### EXERCISE:
Reproduce word for word the lines of the rows below, from the line that contains "If you don't mind, please find the yellow" through the line that contains "380 733 419 984", both included.

### SUPPLIED ENTRIES:
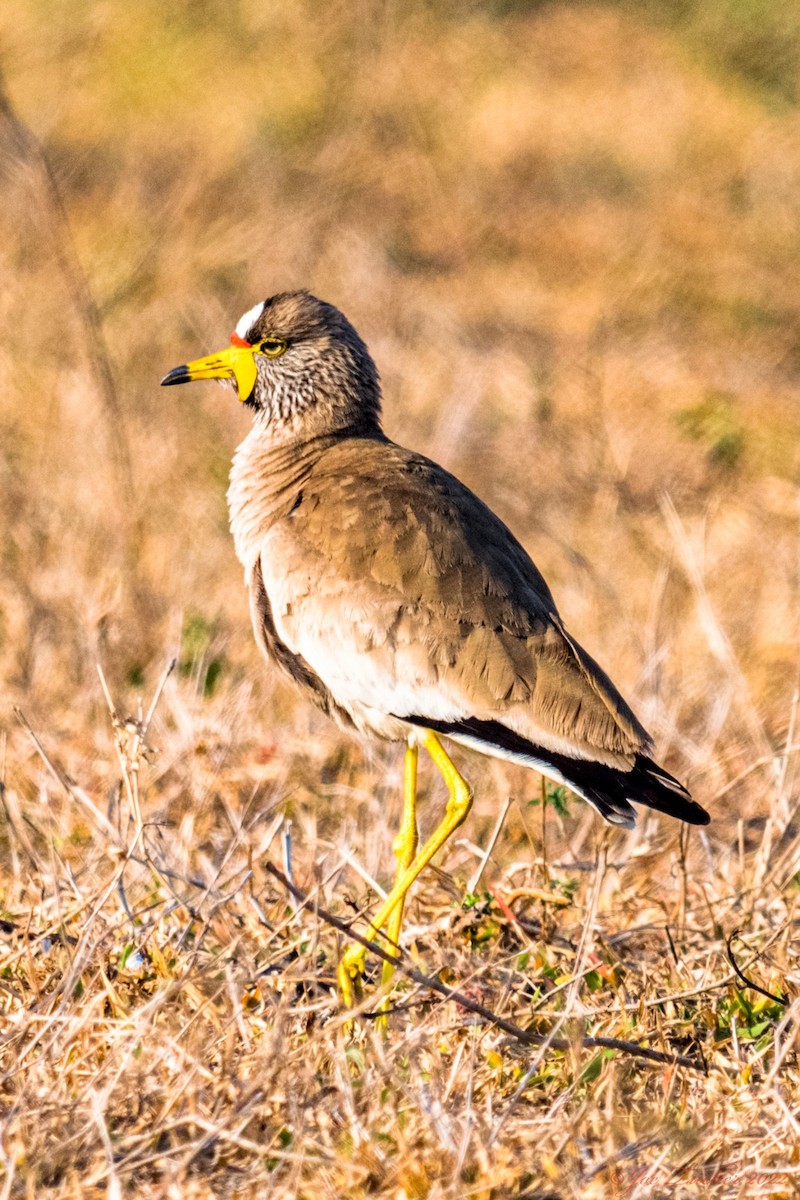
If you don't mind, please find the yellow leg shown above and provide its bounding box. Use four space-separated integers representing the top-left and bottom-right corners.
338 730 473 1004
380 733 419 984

---

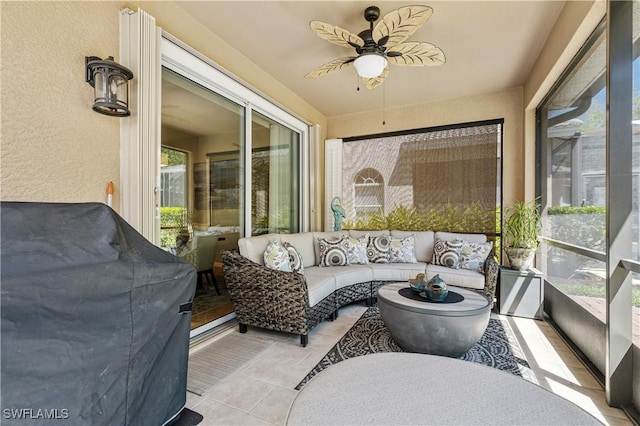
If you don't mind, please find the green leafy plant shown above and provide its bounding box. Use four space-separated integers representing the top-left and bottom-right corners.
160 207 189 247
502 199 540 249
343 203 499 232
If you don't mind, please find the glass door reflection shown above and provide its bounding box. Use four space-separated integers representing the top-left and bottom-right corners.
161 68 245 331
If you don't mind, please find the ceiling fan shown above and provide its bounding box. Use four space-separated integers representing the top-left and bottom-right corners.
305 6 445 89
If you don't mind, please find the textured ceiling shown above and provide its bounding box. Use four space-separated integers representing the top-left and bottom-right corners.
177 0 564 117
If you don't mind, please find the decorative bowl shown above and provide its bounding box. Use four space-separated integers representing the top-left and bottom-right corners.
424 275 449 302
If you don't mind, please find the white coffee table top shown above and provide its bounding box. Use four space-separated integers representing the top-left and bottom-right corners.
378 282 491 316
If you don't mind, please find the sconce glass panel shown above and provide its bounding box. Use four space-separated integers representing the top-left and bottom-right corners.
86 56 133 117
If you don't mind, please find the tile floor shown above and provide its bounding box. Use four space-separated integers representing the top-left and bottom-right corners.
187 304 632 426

* * *

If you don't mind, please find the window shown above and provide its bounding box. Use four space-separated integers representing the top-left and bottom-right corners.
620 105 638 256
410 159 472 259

### WRITTEN SOLUTION:
If you don't mind, please find the yellow leg shown above and provide its bounding box. Use four space-separated integers representing the top-left and bottom-right corners.
338 730 473 1004
380 733 419 984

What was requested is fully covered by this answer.